_EXERCISE INPUTS:_
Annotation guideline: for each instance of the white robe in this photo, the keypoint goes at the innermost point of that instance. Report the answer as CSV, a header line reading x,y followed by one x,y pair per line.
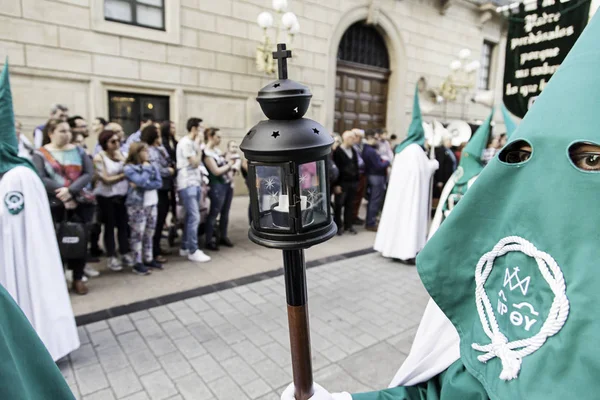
x,y
402,229
437,344
31,269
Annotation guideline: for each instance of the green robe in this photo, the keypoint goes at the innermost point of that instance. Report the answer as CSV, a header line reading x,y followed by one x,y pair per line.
x,y
455,383
27,371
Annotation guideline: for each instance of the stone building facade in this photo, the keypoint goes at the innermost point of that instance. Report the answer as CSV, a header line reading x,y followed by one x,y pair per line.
x,y
202,63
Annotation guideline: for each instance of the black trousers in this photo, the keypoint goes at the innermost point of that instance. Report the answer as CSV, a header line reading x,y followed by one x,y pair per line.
x,y
345,202
114,215
82,214
164,203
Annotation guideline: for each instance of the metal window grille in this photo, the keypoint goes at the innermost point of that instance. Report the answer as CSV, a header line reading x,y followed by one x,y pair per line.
x,y
486,66
144,13
363,44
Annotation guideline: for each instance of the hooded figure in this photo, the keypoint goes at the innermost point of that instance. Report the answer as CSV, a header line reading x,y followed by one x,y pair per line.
x,y
31,269
403,226
521,292
469,168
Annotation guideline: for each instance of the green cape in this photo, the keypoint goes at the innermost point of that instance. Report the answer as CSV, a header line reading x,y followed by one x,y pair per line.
x,y
515,265
27,371
9,146
416,133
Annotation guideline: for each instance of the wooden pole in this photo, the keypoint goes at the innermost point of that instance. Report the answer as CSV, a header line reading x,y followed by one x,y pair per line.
x,y
294,269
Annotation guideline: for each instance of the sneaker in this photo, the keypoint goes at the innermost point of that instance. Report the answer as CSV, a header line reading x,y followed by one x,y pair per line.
x,y
198,256
226,242
153,264
127,261
141,269
114,264
90,272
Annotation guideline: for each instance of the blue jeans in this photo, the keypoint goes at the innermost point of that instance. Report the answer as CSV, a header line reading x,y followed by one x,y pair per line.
x,y
376,195
190,198
220,195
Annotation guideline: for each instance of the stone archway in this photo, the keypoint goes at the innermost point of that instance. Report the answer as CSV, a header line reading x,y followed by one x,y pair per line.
x,y
395,116
361,79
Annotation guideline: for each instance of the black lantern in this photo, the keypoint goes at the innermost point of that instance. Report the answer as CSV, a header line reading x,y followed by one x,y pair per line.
x,y
289,197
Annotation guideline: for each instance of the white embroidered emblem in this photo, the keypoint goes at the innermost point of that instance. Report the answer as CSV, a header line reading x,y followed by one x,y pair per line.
x,y
512,353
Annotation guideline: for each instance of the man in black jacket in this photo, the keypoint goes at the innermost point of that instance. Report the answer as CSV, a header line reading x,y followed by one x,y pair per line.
x,y
376,171
344,188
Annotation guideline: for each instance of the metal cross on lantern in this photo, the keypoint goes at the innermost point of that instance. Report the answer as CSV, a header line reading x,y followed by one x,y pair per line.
x,y
288,162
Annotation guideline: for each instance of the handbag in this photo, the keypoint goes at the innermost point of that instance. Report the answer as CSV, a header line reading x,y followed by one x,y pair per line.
x,y
72,238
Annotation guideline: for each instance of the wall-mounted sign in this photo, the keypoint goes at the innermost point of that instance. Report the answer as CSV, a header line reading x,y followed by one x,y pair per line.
x,y
539,37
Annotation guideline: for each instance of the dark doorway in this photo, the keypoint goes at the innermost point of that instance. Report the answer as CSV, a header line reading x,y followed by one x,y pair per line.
x,y
127,109
361,79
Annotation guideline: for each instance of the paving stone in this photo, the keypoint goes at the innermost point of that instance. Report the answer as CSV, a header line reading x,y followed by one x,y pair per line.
x,y
90,379
257,388
192,387
225,388
112,358
241,372
143,362
83,356
161,346
277,353
249,352
207,368
105,394
272,373
132,342
96,326
175,329
162,314
219,349
175,365
202,332
137,396
149,328
103,339
158,385
121,324
189,347
124,382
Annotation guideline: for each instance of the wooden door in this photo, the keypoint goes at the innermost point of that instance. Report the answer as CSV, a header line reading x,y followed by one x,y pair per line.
x,y
360,97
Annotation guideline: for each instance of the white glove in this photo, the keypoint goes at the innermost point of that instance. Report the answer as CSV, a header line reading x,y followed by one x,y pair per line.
x,y
320,394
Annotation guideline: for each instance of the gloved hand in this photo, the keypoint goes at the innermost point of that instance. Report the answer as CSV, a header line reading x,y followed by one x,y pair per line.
x,y
320,394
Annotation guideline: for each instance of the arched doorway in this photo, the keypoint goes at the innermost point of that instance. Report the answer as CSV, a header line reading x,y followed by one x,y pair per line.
x,y
363,69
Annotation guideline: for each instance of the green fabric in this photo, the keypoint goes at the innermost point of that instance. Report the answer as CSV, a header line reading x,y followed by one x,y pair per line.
x,y
470,163
509,123
416,133
550,203
456,383
27,371
9,146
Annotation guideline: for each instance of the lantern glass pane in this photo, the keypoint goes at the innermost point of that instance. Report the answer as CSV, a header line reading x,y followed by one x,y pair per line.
x,y
313,195
273,202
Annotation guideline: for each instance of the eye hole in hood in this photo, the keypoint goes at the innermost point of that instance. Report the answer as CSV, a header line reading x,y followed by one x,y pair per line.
x,y
517,152
585,156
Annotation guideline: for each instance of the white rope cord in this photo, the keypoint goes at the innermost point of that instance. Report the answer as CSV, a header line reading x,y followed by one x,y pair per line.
x,y
512,353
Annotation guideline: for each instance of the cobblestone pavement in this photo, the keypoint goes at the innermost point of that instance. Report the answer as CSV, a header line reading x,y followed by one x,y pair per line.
x,y
234,344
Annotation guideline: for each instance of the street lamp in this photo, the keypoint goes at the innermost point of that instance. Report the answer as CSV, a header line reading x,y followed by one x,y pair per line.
x,y
289,198
287,20
461,78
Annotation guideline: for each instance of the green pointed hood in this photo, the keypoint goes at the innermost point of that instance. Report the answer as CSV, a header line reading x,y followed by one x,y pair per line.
x,y
470,161
509,123
515,265
9,146
416,133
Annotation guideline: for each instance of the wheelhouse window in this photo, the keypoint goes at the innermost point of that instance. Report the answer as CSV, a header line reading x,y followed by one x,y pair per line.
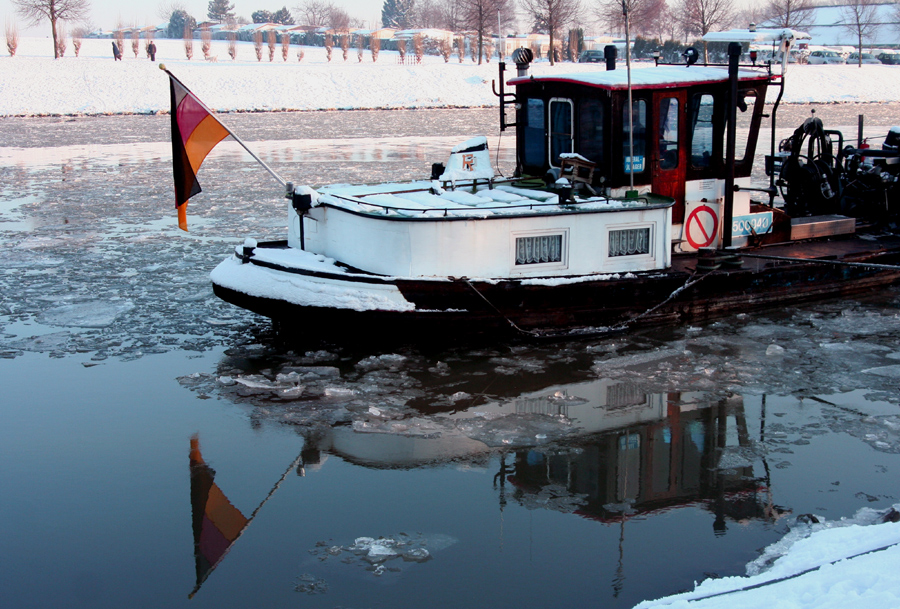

_SHORT PROBLEM:_ Find every line in the listing above that contains the string "sign" and copy each of those lines in full.

_THE COMPLETED TASK:_
Annotation guideline: for each instance of the wall-mounted sign in this photo, the keypoint goes at the innermost point of that instance. Report the answer as CSV, a header line reading x,y followed by one x,y pair per line.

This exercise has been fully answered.